Exercise input.
---

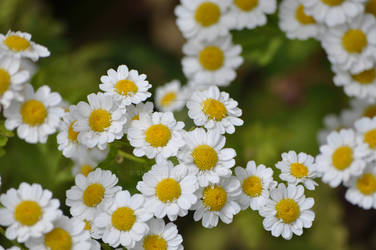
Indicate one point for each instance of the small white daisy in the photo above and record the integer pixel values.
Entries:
(124, 223)
(218, 201)
(168, 190)
(342, 157)
(211, 63)
(37, 116)
(92, 194)
(99, 122)
(19, 44)
(287, 211)
(156, 135)
(214, 110)
(255, 184)
(28, 212)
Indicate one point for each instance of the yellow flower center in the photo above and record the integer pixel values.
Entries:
(168, 190)
(93, 195)
(58, 239)
(342, 157)
(298, 170)
(28, 213)
(16, 43)
(33, 112)
(207, 14)
(366, 184)
(99, 120)
(302, 17)
(123, 218)
(214, 109)
(155, 242)
(211, 58)
(287, 210)
(252, 186)
(214, 197)
(158, 135)
(354, 41)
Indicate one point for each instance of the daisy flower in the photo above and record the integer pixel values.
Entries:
(255, 184)
(125, 86)
(287, 211)
(205, 157)
(156, 135)
(168, 190)
(298, 168)
(19, 44)
(124, 223)
(296, 23)
(37, 116)
(99, 122)
(28, 212)
(92, 194)
(214, 110)
(218, 201)
(352, 46)
(342, 157)
(66, 234)
(204, 19)
(211, 63)
(161, 236)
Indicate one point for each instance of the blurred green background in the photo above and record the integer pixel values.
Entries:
(284, 89)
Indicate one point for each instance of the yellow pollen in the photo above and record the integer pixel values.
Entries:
(211, 58)
(28, 213)
(58, 239)
(214, 197)
(214, 109)
(342, 157)
(168, 190)
(16, 43)
(33, 112)
(287, 210)
(158, 135)
(207, 14)
(354, 41)
(93, 195)
(366, 184)
(252, 186)
(123, 218)
(99, 120)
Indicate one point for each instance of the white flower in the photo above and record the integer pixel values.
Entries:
(99, 122)
(287, 211)
(19, 44)
(28, 212)
(352, 46)
(296, 23)
(342, 157)
(161, 236)
(334, 12)
(211, 63)
(125, 86)
(298, 168)
(214, 110)
(204, 19)
(168, 190)
(156, 135)
(37, 116)
(92, 194)
(205, 157)
(362, 189)
(218, 201)
(124, 223)
(255, 184)
(66, 234)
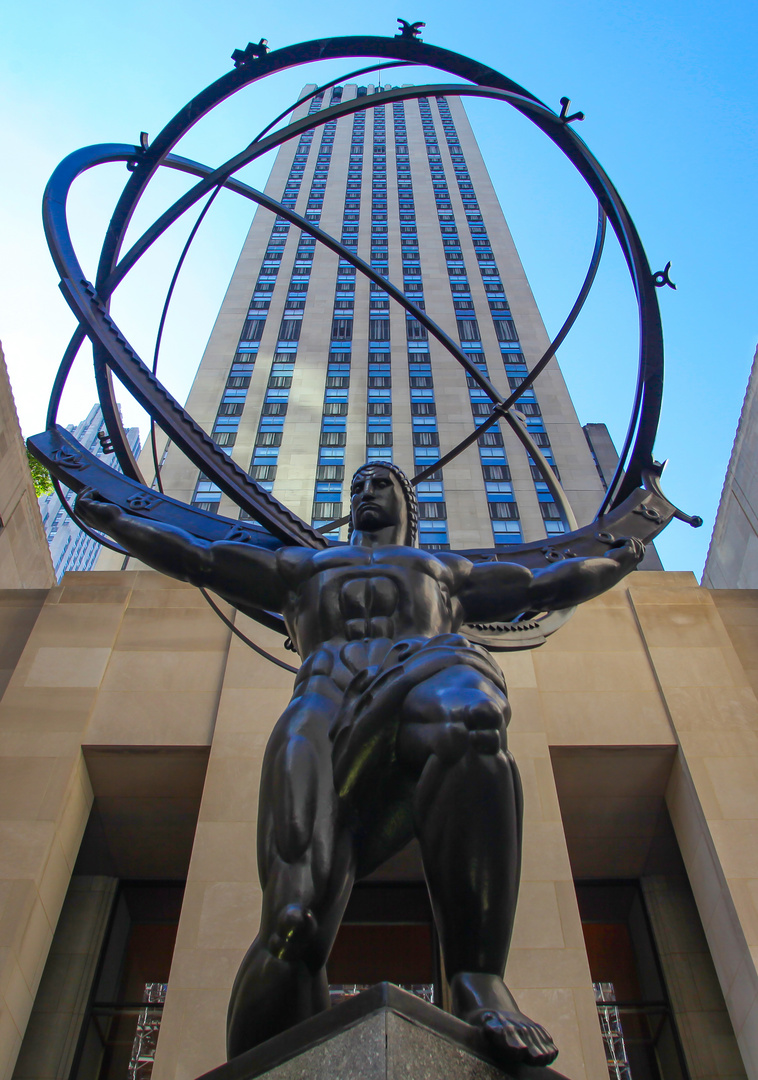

---

What the task requires.
Reproduce all of the material above word for word, but leave out the pictures.

Solution for this task.
Indicate one point for each instance of the small white daisy in the photo above and record the integer pixel values.
Entries:
(124, 223)
(218, 201)
(168, 190)
(342, 157)
(211, 63)
(37, 116)
(92, 194)
(99, 122)
(19, 44)
(287, 211)
(156, 135)
(214, 110)
(255, 184)
(28, 212)
Indicate one point for each instance of the yellow flower center in the photo above and record the integer pixel values.
Entries:
(168, 190)
(93, 195)
(58, 239)
(342, 157)
(298, 170)
(28, 213)
(16, 43)
(33, 112)
(207, 14)
(366, 184)
(99, 120)
(302, 17)
(123, 218)
(214, 109)
(155, 242)
(211, 58)
(287, 210)
(252, 186)
(214, 197)
(158, 135)
(354, 41)
Indicate one point for each instance of the daisy flower in the photo above and record the integer pixel values.
Entries:
(255, 184)
(125, 86)
(287, 211)
(205, 157)
(156, 135)
(168, 190)
(298, 168)
(19, 44)
(124, 223)
(296, 23)
(37, 116)
(99, 122)
(28, 212)
(92, 194)
(214, 110)
(218, 201)
(352, 46)
(342, 157)
(66, 234)
(204, 19)
(211, 63)
(161, 236)
Indicate one point for each instance of the blurred green background in the photo above and record the integer pixel values.
Entries:
(284, 89)
Indicate one point for each instance of the yellow pollen in the photo above and record the integer pixel values.
Entries:
(211, 58)
(28, 213)
(58, 239)
(214, 197)
(214, 109)
(342, 157)
(168, 190)
(16, 43)
(33, 112)
(287, 210)
(158, 135)
(207, 14)
(354, 41)
(93, 195)
(366, 184)
(252, 186)
(123, 218)
(99, 120)
Indicate one point for each instance of the white flower in the photo above and record the integer pixel values.
Entries:
(99, 122)
(287, 211)
(19, 44)
(28, 212)
(352, 46)
(296, 23)
(342, 157)
(161, 236)
(334, 12)
(211, 63)
(125, 86)
(298, 168)
(214, 110)
(204, 19)
(168, 190)
(156, 135)
(37, 116)
(92, 194)
(205, 157)
(362, 189)
(218, 201)
(124, 223)
(255, 184)
(66, 234)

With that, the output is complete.